■ The task ■
Would you print every entry below exactly as written, omitting the images?

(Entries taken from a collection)

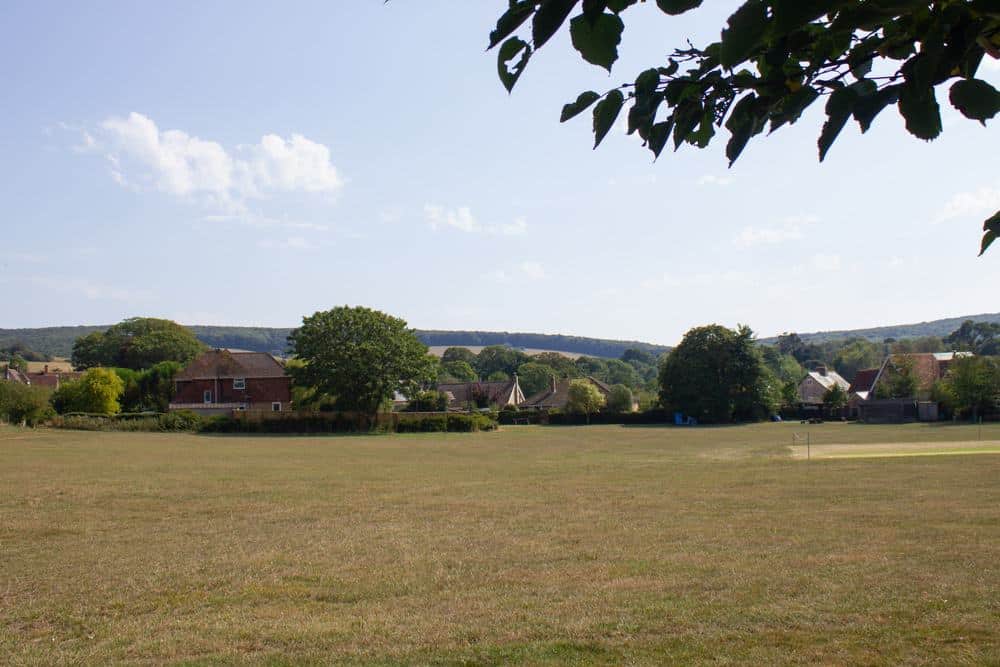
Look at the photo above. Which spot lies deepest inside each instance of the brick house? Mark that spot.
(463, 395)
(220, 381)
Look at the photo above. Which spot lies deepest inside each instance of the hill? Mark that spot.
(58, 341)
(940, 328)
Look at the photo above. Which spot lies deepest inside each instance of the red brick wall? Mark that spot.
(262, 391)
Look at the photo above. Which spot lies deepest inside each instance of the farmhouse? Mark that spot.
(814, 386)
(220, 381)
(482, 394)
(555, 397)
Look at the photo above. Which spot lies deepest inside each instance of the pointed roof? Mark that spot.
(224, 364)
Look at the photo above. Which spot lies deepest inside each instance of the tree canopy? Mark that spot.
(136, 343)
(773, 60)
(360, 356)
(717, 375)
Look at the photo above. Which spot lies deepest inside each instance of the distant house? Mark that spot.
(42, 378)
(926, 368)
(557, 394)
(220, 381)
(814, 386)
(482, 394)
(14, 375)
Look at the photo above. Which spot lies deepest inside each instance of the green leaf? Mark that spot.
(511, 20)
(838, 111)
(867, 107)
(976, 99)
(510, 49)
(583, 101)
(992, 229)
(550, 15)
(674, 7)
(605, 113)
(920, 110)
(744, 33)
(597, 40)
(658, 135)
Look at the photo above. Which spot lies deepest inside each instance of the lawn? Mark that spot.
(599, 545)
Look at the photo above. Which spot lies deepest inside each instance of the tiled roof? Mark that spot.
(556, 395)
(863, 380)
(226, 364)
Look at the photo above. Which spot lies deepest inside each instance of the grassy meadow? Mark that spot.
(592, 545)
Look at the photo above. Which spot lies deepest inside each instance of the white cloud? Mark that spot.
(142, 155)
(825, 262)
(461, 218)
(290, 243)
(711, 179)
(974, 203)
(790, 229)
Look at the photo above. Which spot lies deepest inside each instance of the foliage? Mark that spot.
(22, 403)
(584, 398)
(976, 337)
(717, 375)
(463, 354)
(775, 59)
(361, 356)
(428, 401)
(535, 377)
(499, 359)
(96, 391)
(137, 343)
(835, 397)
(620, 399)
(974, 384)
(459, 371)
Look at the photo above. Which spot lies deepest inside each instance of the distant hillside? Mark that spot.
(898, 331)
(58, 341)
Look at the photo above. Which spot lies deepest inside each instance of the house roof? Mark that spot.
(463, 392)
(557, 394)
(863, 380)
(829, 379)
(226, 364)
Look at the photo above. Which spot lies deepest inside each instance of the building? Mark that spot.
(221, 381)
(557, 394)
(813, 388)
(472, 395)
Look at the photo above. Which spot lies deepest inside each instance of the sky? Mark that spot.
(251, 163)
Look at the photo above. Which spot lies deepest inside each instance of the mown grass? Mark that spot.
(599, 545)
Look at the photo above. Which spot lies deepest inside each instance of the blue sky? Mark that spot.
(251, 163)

■ Response area ■
Look at the photo above. Which spot lies deepest inside each instance of the brick house? Mark that spot.
(463, 395)
(220, 381)
Look at the photo above. Which spot lies deepest inside each instance of the hill? Mark that spot.
(58, 341)
(940, 328)
Look at the photo above. Which spot lies deepest inside each instance of the red brick wall? Mark that spot.
(262, 391)
Look at the photo above. Which spot lies deepest inside each instance of the farmhouse? Mark that spot.
(814, 386)
(220, 381)
(482, 394)
(555, 397)
Look at the photo above. Which spot lies deepest inside each instance of the pointed roof? Mark that spot.
(224, 364)
Look at the photo above. Which spot lies deepest inside each instance of the tree canopy? Mark that spot.
(136, 343)
(773, 60)
(360, 356)
(717, 375)
Look at the photo above. Which spot lies deepest inside each instance of the distant house? Mark that spot.
(42, 378)
(926, 368)
(557, 394)
(220, 381)
(814, 386)
(482, 394)
(14, 375)
Look at the photo above. Which spot lies deepest inside each instance of the green leaf? Mark that spot.
(511, 20)
(838, 111)
(867, 107)
(976, 99)
(510, 49)
(583, 101)
(992, 229)
(550, 15)
(674, 7)
(605, 113)
(920, 110)
(744, 33)
(597, 40)
(658, 135)
Look at the photo above. Which spot lies deepest inside each instance of the lawn? Mark that spot.
(599, 545)
Look at the photo above. Which spot lies deepest inside each instance of the tiled roof? Mark that spot.
(556, 395)
(863, 380)
(226, 364)
Look at the photo above. Which spot lies deepest inside each instance of the grassy meadow? Mark that spot.
(592, 545)
Look at the photo above. Which spot lies deepest inside each instance of the white cloud? Mark that spot.
(142, 155)
(825, 262)
(461, 218)
(290, 243)
(711, 179)
(974, 203)
(790, 229)
Look at the photo above. Which spot lies deepest inside each instance of the foliage? Mark that spot.
(22, 403)
(584, 398)
(976, 337)
(717, 375)
(463, 354)
(775, 59)
(361, 356)
(428, 401)
(535, 377)
(499, 359)
(96, 391)
(137, 343)
(835, 397)
(620, 399)
(974, 384)
(459, 371)
Look at the photo above. Which spot lies deepest inside each instance of the distant hillside? Mark that spot.
(898, 331)
(58, 341)
Look at the photo above. Which spot lies deepest inside each instance of the house roof? Mark that spot.
(463, 392)
(557, 394)
(863, 380)
(829, 379)
(226, 364)
Look at the photo above. Which spot lies deepest inside each instance of the building? Mark that spot.
(221, 381)
(557, 394)
(813, 388)
(472, 395)
Look at the photo above. Which spot lies deepest inside each instance of the sky? Mark that spot.
(251, 163)
Look at the photo above. Which spot lies deepest inside each instance of the mown grass? Mark that spot.
(599, 545)
Look at the photo above. Which spot lies deepest inside each instance of the blue sky? Mark that spot.
(251, 163)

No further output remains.